-- GOAL OF THE EXERCISE --
Print the data exactly as it is given, please.

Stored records
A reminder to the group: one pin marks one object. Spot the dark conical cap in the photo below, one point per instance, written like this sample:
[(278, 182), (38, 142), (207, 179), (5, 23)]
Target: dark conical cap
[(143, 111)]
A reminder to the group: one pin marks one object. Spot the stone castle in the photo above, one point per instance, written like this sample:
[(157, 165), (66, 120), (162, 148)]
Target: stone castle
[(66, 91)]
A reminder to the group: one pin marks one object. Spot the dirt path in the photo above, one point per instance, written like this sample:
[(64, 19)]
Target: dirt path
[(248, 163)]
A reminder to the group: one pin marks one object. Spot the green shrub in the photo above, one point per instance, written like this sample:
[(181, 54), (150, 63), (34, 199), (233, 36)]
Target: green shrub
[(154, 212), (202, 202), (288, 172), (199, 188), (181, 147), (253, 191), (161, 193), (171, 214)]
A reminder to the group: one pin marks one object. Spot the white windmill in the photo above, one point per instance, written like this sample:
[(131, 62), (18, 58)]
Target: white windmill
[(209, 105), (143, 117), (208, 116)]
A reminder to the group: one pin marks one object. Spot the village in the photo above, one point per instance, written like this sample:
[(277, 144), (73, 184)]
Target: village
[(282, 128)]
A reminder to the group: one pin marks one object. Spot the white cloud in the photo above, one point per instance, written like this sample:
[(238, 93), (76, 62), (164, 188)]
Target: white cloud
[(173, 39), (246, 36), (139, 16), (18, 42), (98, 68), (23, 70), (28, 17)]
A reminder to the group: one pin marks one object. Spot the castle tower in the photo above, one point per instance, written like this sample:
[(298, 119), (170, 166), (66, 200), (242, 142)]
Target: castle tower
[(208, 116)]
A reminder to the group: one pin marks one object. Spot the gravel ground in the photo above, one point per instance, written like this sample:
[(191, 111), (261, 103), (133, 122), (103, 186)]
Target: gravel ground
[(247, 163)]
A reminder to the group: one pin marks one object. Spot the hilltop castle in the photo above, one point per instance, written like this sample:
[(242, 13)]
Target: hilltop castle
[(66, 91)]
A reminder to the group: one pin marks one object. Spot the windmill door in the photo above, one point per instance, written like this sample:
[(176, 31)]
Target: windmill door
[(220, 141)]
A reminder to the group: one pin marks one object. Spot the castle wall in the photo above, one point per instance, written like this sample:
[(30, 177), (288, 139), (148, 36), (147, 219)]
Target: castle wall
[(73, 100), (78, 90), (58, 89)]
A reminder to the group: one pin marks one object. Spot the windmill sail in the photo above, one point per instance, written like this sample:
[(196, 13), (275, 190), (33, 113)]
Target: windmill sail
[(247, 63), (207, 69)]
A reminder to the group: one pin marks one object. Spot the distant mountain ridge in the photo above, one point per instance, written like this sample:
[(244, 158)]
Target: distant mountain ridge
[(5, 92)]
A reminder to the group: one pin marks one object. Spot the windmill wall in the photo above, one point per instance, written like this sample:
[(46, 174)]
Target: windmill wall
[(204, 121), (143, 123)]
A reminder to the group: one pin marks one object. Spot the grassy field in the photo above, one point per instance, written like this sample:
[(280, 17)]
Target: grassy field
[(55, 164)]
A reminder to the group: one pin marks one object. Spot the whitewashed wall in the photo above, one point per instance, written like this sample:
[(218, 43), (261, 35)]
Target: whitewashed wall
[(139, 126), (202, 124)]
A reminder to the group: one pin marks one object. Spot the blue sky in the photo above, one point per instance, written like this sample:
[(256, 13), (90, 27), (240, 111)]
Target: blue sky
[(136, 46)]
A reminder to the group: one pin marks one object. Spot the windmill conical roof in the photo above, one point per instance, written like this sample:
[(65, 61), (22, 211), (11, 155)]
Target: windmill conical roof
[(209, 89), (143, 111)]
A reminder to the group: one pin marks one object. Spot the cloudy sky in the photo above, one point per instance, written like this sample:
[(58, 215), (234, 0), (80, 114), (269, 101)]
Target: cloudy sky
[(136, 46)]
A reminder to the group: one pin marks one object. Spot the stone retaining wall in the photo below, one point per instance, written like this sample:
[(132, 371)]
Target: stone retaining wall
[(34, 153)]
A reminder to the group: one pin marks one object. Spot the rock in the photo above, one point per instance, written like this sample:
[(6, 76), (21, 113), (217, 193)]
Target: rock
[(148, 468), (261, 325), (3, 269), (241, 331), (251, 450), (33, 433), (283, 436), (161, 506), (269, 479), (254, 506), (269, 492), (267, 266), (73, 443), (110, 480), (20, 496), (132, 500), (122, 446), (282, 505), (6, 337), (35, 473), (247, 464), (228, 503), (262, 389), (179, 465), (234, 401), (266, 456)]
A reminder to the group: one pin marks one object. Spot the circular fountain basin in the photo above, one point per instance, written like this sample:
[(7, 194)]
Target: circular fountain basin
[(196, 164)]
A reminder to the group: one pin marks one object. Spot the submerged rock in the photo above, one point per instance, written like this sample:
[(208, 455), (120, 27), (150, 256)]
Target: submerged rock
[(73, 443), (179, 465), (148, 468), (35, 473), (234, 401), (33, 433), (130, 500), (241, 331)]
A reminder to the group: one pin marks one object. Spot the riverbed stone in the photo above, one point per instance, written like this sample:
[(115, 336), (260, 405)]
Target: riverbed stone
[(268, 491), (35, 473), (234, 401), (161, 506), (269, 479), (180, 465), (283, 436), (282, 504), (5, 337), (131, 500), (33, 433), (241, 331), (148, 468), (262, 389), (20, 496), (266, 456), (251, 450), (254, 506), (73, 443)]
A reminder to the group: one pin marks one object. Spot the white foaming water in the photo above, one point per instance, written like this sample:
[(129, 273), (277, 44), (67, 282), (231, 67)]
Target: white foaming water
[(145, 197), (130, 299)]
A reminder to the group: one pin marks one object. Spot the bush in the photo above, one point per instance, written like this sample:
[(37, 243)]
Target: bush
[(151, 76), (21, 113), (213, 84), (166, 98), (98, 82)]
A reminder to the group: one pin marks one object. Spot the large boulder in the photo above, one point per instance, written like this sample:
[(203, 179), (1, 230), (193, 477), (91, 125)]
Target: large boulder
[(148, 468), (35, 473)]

-- SOLUTION FOR THIS TASK --
A reminder to the group: one pin marks one object. Spot the dark conical cap in the photo below, one point per instance, written like this sample:
[(278, 182), (38, 142), (207, 179), (5, 23)]
Target: dark conical cap
[(143, 111)]
A reminder to the group: one pin marks one object. Spot the stone castle in the photo above, one point per instance, written like this sample:
[(157, 165), (66, 120), (162, 148)]
Target: stone castle
[(66, 91)]
A reminder to the group: one pin marks one object. Spot the dirt path in the photo above, one point per instance, written like this sample:
[(64, 19)]
Target: dirt path
[(248, 163)]
A reminder to the group: one pin marks one object. Spot the green shrub in the photo above, one point per instance, written like this sample:
[(181, 54), (150, 63), (34, 199), (233, 36)]
Target: green shrub
[(154, 212), (202, 202), (288, 172), (199, 188), (181, 147), (253, 191), (161, 193), (171, 214)]
A reminder to the group: one pin marks one object. Spot the white windmill in the photo above, one point per instance, written like this sample:
[(131, 62), (18, 58)]
Target: white windmill
[(209, 105), (143, 117), (208, 116)]
A reminder to the group: one pin marks one object. Spot the village in the photo above, one point per instance, written like this sample:
[(277, 144), (73, 184)]
Target: village
[(282, 128)]
A reminder to the group: one pin marks one object. Spot the white cloud in the photo above, one point per instance, written like this sample:
[(238, 93), (76, 62), (164, 188)]
Target: white cloud
[(173, 39), (246, 36), (139, 16), (18, 42), (98, 68), (23, 70), (28, 17)]
A reminder to the group: one pin marks one object. Spot the castle tower in the photo above, one point per instance, written like this sample:
[(298, 119), (170, 166), (66, 200), (242, 142)]
Target: castle tower
[(208, 116)]
A reminder to the group: one pin marks one object. Spot the gravel ground in the photo above, one point per instance, written like this sample:
[(191, 111), (261, 103), (133, 122), (103, 186)]
Target: gravel ground
[(247, 163)]
A reminder to the group: one pin marks one object. Spot the hilltop castle in the photo above, one point per instance, written like this sample:
[(242, 13)]
Target: hilltop castle
[(66, 91)]
A reminder to the group: one pin marks one object. Spot the windmill door in the photo above, one point per instance, written like this sample:
[(176, 31)]
Target: windmill door
[(220, 141)]
A reminder to the group: one pin marks one object. Spot the castle wall in the photo above, one point per instance, written like this sample:
[(30, 177), (288, 139), (148, 36), (147, 219)]
Target: castle wall
[(73, 100), (78, 90), (58, 89)]
A reminder to the group: one pin marks one object. Spot the windmill sail in the photo above, one point per instance, written like this sample:
[(196, 13), (275, 190), (33, 113)]
Target: windmill sail
[(247, 63), (207, 69)]
A reminder to the group: one pin marks one object. Spot the distant mountain ridge in the photo above, one point per instance, written like this sample:
[(244, 158)]
Target: distant mountain ridge
[(5, 92)]
A reminder to the group: one pin marks one object. Spot the windmill wall in the photo above, one point per instance, written like this sample:
[(46, 174)]
Target: windmill wall
[(204, 121), (143, 123)]
A reminder to the group: one pin marks one object. Spot the grassy field in the photo above, one point per instance, written like this sample:
[(280, 17)]
Target: grassy field
[(55, 164)]
A reminder to the group: one pin marks one object. Spot the whitewashed wall in the photo above, one point per instance, written like this sample:
[(218, 43), (261, 35)]
Target: whitewashed wall
[(139, 126), (202, 124)]
A reminder to the group: one pin marks one object. Spot the blue sky in the photo above, one point per instance, written like this sample:
[(256, 13), (90, 27), (240, 111)]
Target: blue sky
[(136, 46)]
A reminder to the group: one pin marks one object. Spot the windmill conical roof in the photo above, one point per instance, written like this sample:
[(65, 61), (22, 211), (11, 155)]
Target: windmill conical roof
[(209, 89), (143, 111)]
A reminder to the group: one pin marks one object. Spot the cloudy sky in the photo above, one point per instance, written like this sample:
[(58, 215), (234, 0), (80, 114), (269, 101)]
Target: cloudy sky
[(136, 46)]
A reminder to the group: one pin marks one object. Spot the stone retaining wall in the photo below, one point per instance, written like this sample:
[(132, 371)]
Target: stone retaining wall
[(34, 153)]
A reminder to the group: one pin marks one object. Spot the rock in the photo above, one point per instance, written like this sample:
[(6, 76), (21, 113), (217, 193)]
Target: rock
[(148, 468), (261, 325), (3, 269), (241, 331), (251, 450), (33, 433), (283, 436), (161, 506), (269, 479), (254, 506), (269, 492), (267, 266), (73, 443), (110, 480), (20, 496), (132, 500), (122, 446), (282, 505), (6, 337), (35, 473), (247, 464), (228, 503), (262, 389), (179, 465), (234, 401), (266, 456)]
A reminder to the group: one pin marks one object. Spot the circular fountain basin in the photo above, one point per instance, written like this sample:
[(7, 194)]
Target: circular fountain basin
[(196, 164)]
A reminder to the group: one pin marks one object. Spot the submerged rock in the photo above, one point per instance, written like this sample:
[(208, 455), (120, 27), (150, 256)]
Target: submerged rock
[(73, 443), (179, 465), (148, 468), (35, 473), (234, 401), (33, 433), (130, 500), (241, 331)]
A reminder to the group: one pin marks one object. Spot the riverbed stone in the photo above, one point per instance, written like this sample:
[(115, 336), (260, 405)]
Target: riverbed stone
[(268, 491), (35, 473), (234, 401), (161, 506), (269, 479), (180, 465), (283, 436), (282, 504), (5, 337), (131, 500), (33, 433), (241, 331), (148, 468), (262, 389), (20, 496), (266, 456), (251, 450), (254, 506), (73, 443)]
A reminder to the group: one pin marks one object. Spot the white foaming water in the photo above, one point per instance, written like this sample:
[(129, 273), (277, 44), (67, 282), (231, 67)]
Target: white foaming water
[(145, 197), (130, 299)]
A reminder to the group: one pin marks one object. Spot the bush in the photo above, one point per instance, written like this sample:
[(37, 243)]
Target: bush
[(151, 76), (21, 113), (213, 84), (166, 98), (98, 82)]
A reminder to the group: one pin marks one object. Spot the large boulder in the photo above, one point per instance, written like this sample:
[(203, 179), (1, 230), (193, 477), (91, 125)]
Target: large boulder
[(148, 468), (35, 473)]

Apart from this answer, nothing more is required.